> Tarefa proposta A
Segundo a reportagem sobre Hanna Rosin, em que cidade fica a casa da autora?

> Trecho fornecido
####################
Em novo livro, autora israelense decreta "fim dos homens" e avanço das mulheres
RICARDO MANINI
COLABORAÇÃO PARA A FOLHA
Para autora de "The End of Men" (O Fim dos Homens), a jornalista israelense Hanna Rosin, o mercado de trabalho passa por enorme transformação. Essa mudança, diz, favorece as mulheres.
De acordo com ela, características como inteligência social e facilidade de comunicação são fatores fundamentais no mundo pós-industrial.
Em outros momentos históricos, argumenta a jornalista, a economia dependeu muito da força e do tamanho dos homens. Atualmente, baseado em informação e em serviços, o mercado premia qualidades opostas, que não podem ser reproduzidas por máquinas e que, em boa medida, são femininas.
Segundo Rosin, a "mulher de plástico", com enorme capacidade de adaptação a novos tempos, contrapõe-se ao "homem de cartolina", que tem dificuldades de se ajustar às mudanças.
A autora é também editora da revista "The Atlantic" e do "DoubleX", dois dos mais prestigiosos veículos jornalísticos dos EUA. De sua casa, em Washington, onde vive com o marido -David Plotz, editor da revista "Slate David Plotz"- e seus três filhos, Rosin falou à Folha.
*
Folha - Você consegue imaginar, no futuro, um mundo em que os homens estejam em casa cuidando dos filhos e as mulheres estejam trabalhando?
Hanna Rosin - Não acho que homens e mulheres vão trocar completamente de papéis, mas acho que as pessoas terão compromissos muito diferentes do que têm hoje. Acredito que em breve não será mais vexaminoso para os homens que as mulheres ganhem mais dinheiro do que eles. Pode ser que, em alguns lugares, isso demore um pouco mais, mas vai ocorrer.
Qual é o ponto final dessa mudança?
Cada vez que falo sobre isso, penso em qual é o ponto final e não consigo chegar a alguma conclusão. Se tivéssemos olhado para a questão de gênero há cem anos, da divisão de trabalho entre homens e mulheres, provavelmente ninguém poderia dizer que o ponto final é aquele ao qual chegamos hoje. Não seria factível pensar que as mulheres iriam dominar algumas instituições e ir melhor nas universidades.
Você se refere ao conceito da "mulher de plástico" ("plastic woman") para fazer referência à capacidade de adaptação das mulheres. Como você acha que essa mulher está atingindo sucesso econômico e profissional?
Existe uma grande mudança econômica em curso. A economia de hoje pede que as pessoas se comuniquem mais, que façam muitas coisas ao mesmo tempo, exige habilidades que são culturalmente tidas como mais femininas. Exige flexibilidade. O que faz uma pessoa obter sucesso hoje é muito diferente do que era antes.
Também há o fato de que um diploma universitário é necessário em diversas carreiras. Em muitos mercados, o sucesso é muito maior caso a pessoa tenha um diploma universitário. E as mulheres são muito boas em obter diplomas universitários. Ainda existe espaço para que os homens usem a sua força e as suas habilidades, mas esse espaço está se tornando cada vez menor. Nós tivemos a crise de 2008 e ser mais agressivo e aceitar grandes riscos não parece muito bom.
####################
> Entrada da tarefa
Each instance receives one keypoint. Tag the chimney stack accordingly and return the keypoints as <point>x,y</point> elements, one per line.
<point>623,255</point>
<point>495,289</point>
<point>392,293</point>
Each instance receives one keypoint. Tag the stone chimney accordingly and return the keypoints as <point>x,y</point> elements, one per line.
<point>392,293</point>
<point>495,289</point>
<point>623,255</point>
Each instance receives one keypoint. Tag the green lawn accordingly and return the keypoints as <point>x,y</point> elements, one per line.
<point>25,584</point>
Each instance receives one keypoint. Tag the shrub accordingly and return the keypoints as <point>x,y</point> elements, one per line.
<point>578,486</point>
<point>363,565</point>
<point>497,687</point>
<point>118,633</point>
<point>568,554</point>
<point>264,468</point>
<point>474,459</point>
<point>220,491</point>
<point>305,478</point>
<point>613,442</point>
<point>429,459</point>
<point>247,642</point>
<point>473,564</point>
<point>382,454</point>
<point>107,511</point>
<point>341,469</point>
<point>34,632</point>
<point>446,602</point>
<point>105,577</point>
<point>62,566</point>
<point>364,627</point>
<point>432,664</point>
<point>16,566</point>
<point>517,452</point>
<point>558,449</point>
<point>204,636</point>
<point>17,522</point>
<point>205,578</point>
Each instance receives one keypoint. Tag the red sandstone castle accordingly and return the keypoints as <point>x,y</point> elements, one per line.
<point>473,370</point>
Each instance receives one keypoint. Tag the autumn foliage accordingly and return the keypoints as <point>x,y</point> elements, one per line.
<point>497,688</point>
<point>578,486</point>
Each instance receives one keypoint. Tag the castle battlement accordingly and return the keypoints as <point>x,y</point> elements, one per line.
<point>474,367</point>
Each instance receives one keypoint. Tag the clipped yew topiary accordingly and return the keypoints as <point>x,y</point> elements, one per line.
####################
> Tarefa proposta B
Informe quantas linhas da listagem contêm a palavra "castle", diferenciando maiúsculas de minúsculas, e responda apenas com o número.

> Resultado final A
Em Washington.

> Resultado final B
2